→ **SOURCE DATA**:
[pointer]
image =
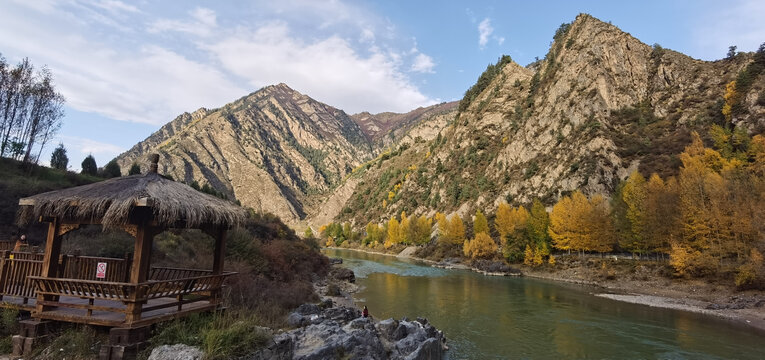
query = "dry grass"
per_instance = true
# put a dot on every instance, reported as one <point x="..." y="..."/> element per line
<point x="112" y="201"/>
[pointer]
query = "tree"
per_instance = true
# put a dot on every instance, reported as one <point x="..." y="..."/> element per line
<point x="112" y="169"/>
<point x="420" y="230"/>
<point x="403" y="229"/>
<point x="374" y="234"/>
<point x="393" y="233"/>
<point x="30" y="110"/>
<point x="454" y="231"/>
<point x="480" y="224"/>
<point x="89" y="166"/>
<point x="134" y="169"/>
<point x="516" y="238"/>
<point x="731" y="52"/>
<point x="577" y="223"/>
<point x="731" y="99"/>
<point x="538" y="223"/>
<point x="661" y="213"/>
<point x="482" y="246"/>
<point x="502" y="221"/>
<point x="634" y="196"/>
<point x="59" y="160"/>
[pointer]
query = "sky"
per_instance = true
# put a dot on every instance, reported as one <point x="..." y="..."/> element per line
<point x="128" y="67"/>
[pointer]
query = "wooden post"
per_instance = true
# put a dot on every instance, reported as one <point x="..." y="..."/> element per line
<point x="50" y="260"/>
<point x="3" y="270"/>
<point x="218" y="262"/>
<point x="220" y="251"/>
<point x="139" y="270"/>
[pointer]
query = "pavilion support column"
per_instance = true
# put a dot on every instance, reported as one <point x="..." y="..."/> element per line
<point x="139" y="272"/>
<point x="50" y="261"/>
<point x="218" y="262"/>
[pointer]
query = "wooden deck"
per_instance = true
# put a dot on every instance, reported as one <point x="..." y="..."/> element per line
<point x="114" y="317"/>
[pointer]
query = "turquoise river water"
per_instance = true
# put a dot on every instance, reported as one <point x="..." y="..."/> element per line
<point x="486" y="317"/>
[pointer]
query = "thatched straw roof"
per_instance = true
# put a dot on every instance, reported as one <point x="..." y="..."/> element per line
<point x="111" y="202"/>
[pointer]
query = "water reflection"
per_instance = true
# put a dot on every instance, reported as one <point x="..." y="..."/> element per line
<point x="500" y="318"/>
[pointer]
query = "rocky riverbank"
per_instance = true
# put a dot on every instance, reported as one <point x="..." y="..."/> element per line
<point x="342" y="332"/>
<point x="634" y="282"/>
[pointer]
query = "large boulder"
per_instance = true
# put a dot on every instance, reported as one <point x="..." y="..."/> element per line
<point x="176" y="352"/>
<point x="341" y="332"/>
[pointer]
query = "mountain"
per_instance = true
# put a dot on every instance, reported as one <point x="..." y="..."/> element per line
<point x="600" y="105"/>
<point x="275" y="150"/>
<point x="387" y="128"/>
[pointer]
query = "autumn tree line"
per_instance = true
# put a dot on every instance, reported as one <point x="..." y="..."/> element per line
<point x="30" y="110"/>
<point x="706" y="221"/>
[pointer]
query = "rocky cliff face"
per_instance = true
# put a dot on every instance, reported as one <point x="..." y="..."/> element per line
<point x="272" y="150"/>
<point x="275" y="150"/>
<point x="600" y="105"/>
<point x="385" y="129"/>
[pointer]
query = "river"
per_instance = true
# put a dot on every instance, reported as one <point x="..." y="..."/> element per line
<point x="486" y="317"/>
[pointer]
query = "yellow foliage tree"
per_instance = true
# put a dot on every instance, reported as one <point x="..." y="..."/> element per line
<point x="455" y="231"/>
<point x="443" y="227"/>
<point x="502" y="221"/>
<point x="731" y="97"/>
<point x="566" y="222"/>
<point x="482" y="246"/>
<point x="403" y="229"/>
<point x="374" y="233"/>
<point x="393" y="233"/>
<point x="420" y="230"/>
<point x="480" y="224"/>
<point x="634" y="196"/>
<point x="528" y="257"/>
<point x="538" y="260"/>
<point x="577" y="223"/>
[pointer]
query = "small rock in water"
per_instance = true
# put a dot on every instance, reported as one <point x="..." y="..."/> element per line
<point x="341" y="332"/>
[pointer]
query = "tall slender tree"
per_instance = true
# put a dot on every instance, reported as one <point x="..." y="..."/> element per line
<point x="58" y="159"/>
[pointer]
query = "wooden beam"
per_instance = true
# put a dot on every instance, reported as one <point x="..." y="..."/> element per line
<point x="26" y="202"/>
<point x="50" y="261"/>
<point x="144" y="202"/>
<point x="220" y="251"/>
<point x="218" y="261"/>
<point x="139" y="271"/>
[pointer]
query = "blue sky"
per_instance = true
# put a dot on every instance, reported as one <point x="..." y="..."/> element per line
<point x="126" y="68"/>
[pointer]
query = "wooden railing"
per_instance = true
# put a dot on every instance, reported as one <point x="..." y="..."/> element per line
<point x="87" y="289"/>
<point x="22" y="255"/>
<point x="14" y="275"/>
<point x="84" y="268"/>
<point x="167" y="273"/>
<point x="76" y="286"/>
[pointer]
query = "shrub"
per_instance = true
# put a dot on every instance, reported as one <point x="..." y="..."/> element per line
<point x="492" y="70"/>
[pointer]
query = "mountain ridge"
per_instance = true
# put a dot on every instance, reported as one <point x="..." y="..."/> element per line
<point x="600" y="105"/>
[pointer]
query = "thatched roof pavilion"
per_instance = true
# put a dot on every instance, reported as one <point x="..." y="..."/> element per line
<point x="142" y="205"/>
<point x="112" y="203"/>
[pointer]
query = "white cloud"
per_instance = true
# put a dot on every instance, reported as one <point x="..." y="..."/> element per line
<point x="203" y="23"/>
<point x="88" y="146"/>
<point x="104" y="71"/>
<point x="328" y="69"/>
<point x="149" y="84"/>
<point x="115" y="6"/>
<point x="484" y="31"/>
<point x="737" y="23"/>
<point x="78" y="148"/>
<point x="423" y="63"/>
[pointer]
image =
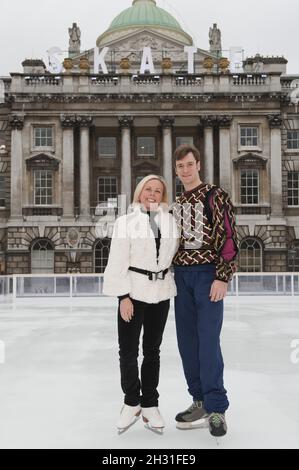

→ **WHAT IS BEING ASKED**: Give every record again exactly, apart from the pictures, which stay out.

→ **WRITTEN ANSWER**:
[pointer]
image =
query = "dry grass"
per_instance = true
# put a dot on every instance, reported as one <point x="..." y="..."/> element per line
<point x="112" y="201"/>
[pointer]
query = "tree"
per_instance = true
# put a dot on every instance, reported as one <point x="..." y="..."/> element per line
<point x="112" y="169"/>
<point x="420" y="230"/>
<point x="403" y="229"/>
<point x="374" y="234"/>
<point x="393" y="233"/>
<point x="30" y="110"/>
<point x="454" y="231"/>
<point x="480" y="224"/>
<point x="89" y="166"/>
<point x="134" y="169"/>
<point x="516" y="238"/>
<point x="731" y="52"/>
<point x="577" y="223"/>
<point x="731" y="99"/>
<point x="538" y="223"/>
<point x="661" y="213"/>
<point x="482" y="246"/>
<point x="502" y="221"/>
<point x="634" y="196"/>
<point x="59" y="160"/>
[pointer]
query = "sky"
per_instance = true
# put a dot on every instance, reported as one <point x="..." y="..."/> element per line
<point x="128" y="67"/>
[pointer]
query = "wooden post"
per_instance = true
# put a dot on every instance, reported as one <point x="..." y="..."/> element per line
<point x="50" y="260"/>
<point x="3" y="270"/>
<point x="218" y="262"/>
<point x="220" y="251"/>
<point x="139" y="270"/>
[pointer]
query = "pavilion support column"
per_instance = true
# put a dot on every instance, reported as one <point x="..." y="..."/> element per line
<point x="139" y="272"/>
<point x="50" y="261"/>
<point x="218" y="262"/>
[pointer]
query = "wooden deck"
per_instance = true
# put a dot on every instance, reported as one <point x="..." y="..."/> element per line
<point x="114" y="317"/>
[pointer]
query = "turquoise river water"
per_instance = true
# put a dot on every instance, reported as one <point x="..." y="..."/> element per line
<point x="486" y="317"/>
[pointer]
query = "thatched straw roof"
per_instance = true
# put a dot on every instance, reported as one <point x="..." y="..."/> element per line
<point x="111" y="202"/>
[pointer]
query = "water reflection"
per_instance = true
# put a dot on every instance, reported as one <point x="..." y="..."/> element per line
<point x="500" y="318"/>
[pointer]
query = "rocky riverbank"
per_instance = true
# put a dot on every instance, reported as one <point x="..." y="..."/> element per line
<point x="342" y="332"/>
<point x="634" y="282"/>
[pointer]
query = "large boulder"
per_instance = true
# put a dot on every instance, reported as one <point x="..." y="..."/> element per line
<point x="176" y="352"/>
<point x="341" y="332"/>
[pointer]
query = "mountain"
per_instance = true
# put a dot on every instance, reported as one <point x="..." y="..."/> element per line
<point x="600" y="105"/>
<point x="275" y="150"/>
<point x="387" y="128"/>
[pointer]
query = "autumn tree line"
per_instance = true
# put a dot on every instance, reported as one <point x="..." y="..."/> element per line
<point x="30" y="110"/>
<point x="706" y="221"/>
[pointer]
query = "rocky cliff face"
per_instance = true
# put a dot on every instance, reported as one <point x="..." y="..."/> element per line
<point x="272" y="150"/>
<point x="275" y="150"/>
<point x="600" y="105"/>
<point x="385" y="129"/>
[pointer]
query = "river"
per_instance = true
# put a dot on every instance, reported as one <point x="..." y="..."/> element per line
<point x="486" y="317"/>
[pointer]
query = "yellow foliage tree"
per_instance = true
# put a dot on every instance, reported as one <point x="..." y="..."/> element per line
<point x="455" y="231"/>
<point x="443" y="227"/>
<point x="502" y="221"/>
<point x="731" y="97"/>
<point x="566" y="222"/>
<point x="482" y="246"/>
<point x="403" y="229"/>
<point x="374" y="233"/>
<point x="393" y="233"/>
<point x="420" y="230"/>
<point x="480" y="224"/>
<point x="634" y="196"/>
<point x="528" y="257"/>
<point x="538" y="260"/>
<point x="577" y="223"/>
[pointer]
query = "small rock in water"
per_instance = true
# put a dot on every instance, reported as one <point x="..." y="..."/> element per line
<point x="341" y="332"/>
[pointer]
query = "tall slender tree"
per_instance = true
# put a dot on every instance, reported as one <point x="..." y="..."/> element per line
<point x="58" y="159"/>
[pointer]
query = "wooden beam"
per_instance = true
# put a dot on every instance, reported as one <point x="..." y="..."/> element per line
<point x="26" y="202"/>
<point x="50" y="261"/>
<point x="144" y="202"/>
<point x="220" y="251"/>
<point x="218" y="261"/>
<point x="139" y="271"/>
[pointer]
query = "blue sky"
per_instance = true
# put a dot on every instance, reported as one <point x="..." y="..."/> element per line
<point x="126" y="68"/>
[pointer]
query = "wooden railing"
per_instance = true
# put a dot on every instance, reported as one <point x="..." y="..."/> element per line
<point x="87" y="289"/>
<point x="22" y="255"/>
<point x="14" y="275"/>
<point x="84" y="268"/>
<point x="167" y="273"/>
<point x="76" y="286"/>
[pointer]
query = "shrub"
per_instance = true
# put a dot on every instance, reported as one <point x="..." y="..."/> element per line
<point x="492" y="70"/>
[pointer]
query = "mountain ridge"
per_instance = true
# put a dot on every instance, reported as one <point x="..." y="..."/> element per line
<point x="600" y="105"/>
[pointer]
query = "thatched roof pavilion"
per_instance = true
# put a dot on every instance, reported as one <point x="..." y="..."/> element per line
<point x="142" y="205"/>
<point x="112" y="203"/>
[pointer]
query = "white cloud"
per_instance = true
# put a dot on every instance, reported as one <point x="..." y="..."/> element per line
<point x="203" y="23"/>
<point x="88" y="146"/>
<point x="104" y="71"/>
<point x="328" y="69"/>
<point x="149" y="84"/>
<point x="115" y="6"/>
<point x="484" y="31"/>
<point x="737" y="23"/>
<point x="78" y="148"/>
<point x="423" y="63"/>
[pointer]
image =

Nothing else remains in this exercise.